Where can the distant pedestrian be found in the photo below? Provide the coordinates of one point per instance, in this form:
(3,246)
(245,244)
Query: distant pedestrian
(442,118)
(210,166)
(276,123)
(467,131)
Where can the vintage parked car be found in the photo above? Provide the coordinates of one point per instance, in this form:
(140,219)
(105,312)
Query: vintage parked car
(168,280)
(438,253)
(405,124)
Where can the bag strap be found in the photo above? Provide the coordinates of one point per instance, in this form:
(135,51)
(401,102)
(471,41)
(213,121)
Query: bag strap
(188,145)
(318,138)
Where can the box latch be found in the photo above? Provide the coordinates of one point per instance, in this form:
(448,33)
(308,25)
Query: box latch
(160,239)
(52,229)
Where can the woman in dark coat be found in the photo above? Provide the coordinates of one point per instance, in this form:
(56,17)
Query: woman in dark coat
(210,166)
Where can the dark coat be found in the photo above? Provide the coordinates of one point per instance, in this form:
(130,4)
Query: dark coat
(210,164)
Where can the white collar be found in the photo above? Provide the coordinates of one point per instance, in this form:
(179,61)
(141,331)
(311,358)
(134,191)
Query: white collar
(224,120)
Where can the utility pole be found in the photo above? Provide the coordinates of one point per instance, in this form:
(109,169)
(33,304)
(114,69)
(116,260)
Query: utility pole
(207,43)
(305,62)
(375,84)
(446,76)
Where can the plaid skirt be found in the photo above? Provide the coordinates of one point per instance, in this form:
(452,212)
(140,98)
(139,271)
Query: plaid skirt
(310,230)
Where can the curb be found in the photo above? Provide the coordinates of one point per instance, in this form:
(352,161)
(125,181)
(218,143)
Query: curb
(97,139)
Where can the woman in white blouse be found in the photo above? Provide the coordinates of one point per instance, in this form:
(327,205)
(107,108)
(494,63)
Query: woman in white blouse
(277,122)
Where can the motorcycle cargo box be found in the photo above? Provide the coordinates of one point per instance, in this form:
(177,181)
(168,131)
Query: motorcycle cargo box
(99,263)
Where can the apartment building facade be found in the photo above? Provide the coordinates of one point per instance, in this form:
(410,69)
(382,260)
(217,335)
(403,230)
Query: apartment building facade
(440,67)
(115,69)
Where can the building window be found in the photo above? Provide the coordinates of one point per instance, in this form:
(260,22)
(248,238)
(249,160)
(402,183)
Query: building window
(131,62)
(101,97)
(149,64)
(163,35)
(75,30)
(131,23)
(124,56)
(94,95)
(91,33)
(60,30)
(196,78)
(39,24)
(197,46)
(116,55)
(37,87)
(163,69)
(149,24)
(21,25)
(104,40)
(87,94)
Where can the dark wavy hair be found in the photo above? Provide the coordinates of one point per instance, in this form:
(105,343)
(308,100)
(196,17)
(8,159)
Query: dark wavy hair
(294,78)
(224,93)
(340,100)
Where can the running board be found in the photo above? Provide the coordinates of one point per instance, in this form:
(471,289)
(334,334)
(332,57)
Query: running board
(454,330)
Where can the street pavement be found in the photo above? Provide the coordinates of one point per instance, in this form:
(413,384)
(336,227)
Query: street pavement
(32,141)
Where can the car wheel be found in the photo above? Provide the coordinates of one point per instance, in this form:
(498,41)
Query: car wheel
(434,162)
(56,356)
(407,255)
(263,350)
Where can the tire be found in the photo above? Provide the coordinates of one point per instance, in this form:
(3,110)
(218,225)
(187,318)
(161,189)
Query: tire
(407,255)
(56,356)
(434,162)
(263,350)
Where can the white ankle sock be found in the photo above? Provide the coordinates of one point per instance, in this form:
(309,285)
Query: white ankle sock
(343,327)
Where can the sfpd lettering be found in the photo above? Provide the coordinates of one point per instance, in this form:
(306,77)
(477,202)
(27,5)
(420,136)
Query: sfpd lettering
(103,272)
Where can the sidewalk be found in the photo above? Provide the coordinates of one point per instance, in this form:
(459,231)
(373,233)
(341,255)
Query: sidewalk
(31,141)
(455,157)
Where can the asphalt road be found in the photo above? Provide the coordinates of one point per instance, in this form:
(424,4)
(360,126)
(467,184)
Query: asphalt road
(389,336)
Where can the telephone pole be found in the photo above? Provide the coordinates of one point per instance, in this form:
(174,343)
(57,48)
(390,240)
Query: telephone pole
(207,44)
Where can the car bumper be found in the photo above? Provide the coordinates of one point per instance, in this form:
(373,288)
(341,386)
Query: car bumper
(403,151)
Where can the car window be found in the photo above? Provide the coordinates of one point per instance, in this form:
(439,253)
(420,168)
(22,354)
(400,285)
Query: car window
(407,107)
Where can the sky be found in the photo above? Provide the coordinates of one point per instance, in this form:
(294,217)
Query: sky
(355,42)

* * *

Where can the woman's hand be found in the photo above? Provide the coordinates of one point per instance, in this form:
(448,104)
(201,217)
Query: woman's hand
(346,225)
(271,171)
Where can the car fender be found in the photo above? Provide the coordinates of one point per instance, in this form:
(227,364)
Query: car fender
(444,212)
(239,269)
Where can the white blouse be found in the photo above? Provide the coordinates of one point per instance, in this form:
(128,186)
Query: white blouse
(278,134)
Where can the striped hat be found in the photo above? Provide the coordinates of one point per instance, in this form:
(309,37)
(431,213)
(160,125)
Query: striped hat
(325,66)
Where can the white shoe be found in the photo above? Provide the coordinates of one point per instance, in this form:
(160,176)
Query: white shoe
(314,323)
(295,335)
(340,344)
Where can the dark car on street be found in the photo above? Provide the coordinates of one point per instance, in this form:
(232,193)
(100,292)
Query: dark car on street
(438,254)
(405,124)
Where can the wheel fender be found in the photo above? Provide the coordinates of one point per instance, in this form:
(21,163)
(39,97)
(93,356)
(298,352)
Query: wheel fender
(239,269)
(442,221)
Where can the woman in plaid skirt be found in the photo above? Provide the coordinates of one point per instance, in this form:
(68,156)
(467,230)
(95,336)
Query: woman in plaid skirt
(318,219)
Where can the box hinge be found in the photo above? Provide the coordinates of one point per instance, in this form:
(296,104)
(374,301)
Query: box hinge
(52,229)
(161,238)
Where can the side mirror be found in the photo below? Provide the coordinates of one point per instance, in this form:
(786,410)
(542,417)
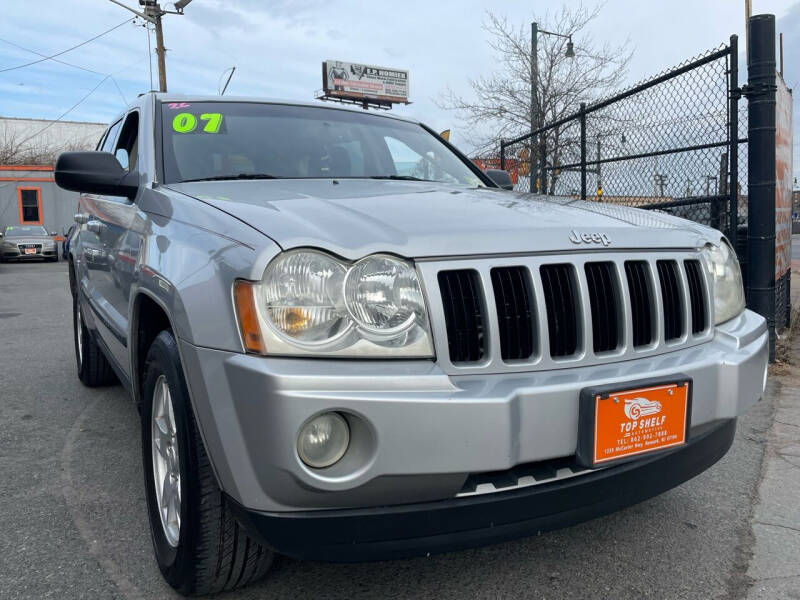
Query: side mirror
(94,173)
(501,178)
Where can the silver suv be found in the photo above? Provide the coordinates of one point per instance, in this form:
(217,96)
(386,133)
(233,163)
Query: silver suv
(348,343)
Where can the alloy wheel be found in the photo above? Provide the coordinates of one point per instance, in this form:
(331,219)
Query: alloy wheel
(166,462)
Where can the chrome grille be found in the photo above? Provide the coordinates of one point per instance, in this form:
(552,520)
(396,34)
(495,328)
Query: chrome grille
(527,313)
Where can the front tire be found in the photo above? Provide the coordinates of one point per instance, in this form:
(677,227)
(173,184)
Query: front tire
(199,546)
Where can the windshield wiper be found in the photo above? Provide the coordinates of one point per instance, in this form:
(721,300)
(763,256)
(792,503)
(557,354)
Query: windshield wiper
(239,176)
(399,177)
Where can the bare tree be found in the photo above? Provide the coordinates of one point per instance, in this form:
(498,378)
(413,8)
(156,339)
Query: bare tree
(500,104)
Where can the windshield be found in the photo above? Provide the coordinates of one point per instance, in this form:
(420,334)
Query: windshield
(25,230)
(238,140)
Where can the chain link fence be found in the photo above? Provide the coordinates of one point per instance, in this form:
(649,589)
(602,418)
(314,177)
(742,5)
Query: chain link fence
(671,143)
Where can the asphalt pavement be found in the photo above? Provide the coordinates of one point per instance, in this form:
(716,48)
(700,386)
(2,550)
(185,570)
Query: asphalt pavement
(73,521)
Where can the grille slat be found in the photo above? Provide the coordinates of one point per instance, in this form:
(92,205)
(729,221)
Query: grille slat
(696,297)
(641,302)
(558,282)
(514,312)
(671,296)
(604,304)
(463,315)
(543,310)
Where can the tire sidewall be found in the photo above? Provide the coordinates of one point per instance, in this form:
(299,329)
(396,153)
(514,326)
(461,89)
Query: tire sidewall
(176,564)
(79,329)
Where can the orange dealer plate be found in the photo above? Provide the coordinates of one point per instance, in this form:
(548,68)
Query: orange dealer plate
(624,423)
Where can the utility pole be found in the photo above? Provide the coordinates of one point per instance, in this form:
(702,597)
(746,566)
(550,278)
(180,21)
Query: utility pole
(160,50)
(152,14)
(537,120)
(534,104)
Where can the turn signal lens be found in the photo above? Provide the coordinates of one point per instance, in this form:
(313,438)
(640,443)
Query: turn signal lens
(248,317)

◆ **The exercise**:
List every line of the data above that contains the word "woman".

◆ **Result of this exercise**:
Where can the woman in dark coat be found in the photo above? Provide the coordinates of one point per instance, in this form:
Query: woman in dark coat
Where can the woman in white blouse be found in the photo above? Provide the coordinates of one point per instance, in this form:
Query: woman in white blouse
Where can the woman's hand be found in the photo above? Provide the coordinates of one point per instance, in this form:
Query: woman's hand
Where can the woman in plaid skirt be found in the photo above? Provide the coordinates of one point per instance, in this form:
Query: woman in plaid skirt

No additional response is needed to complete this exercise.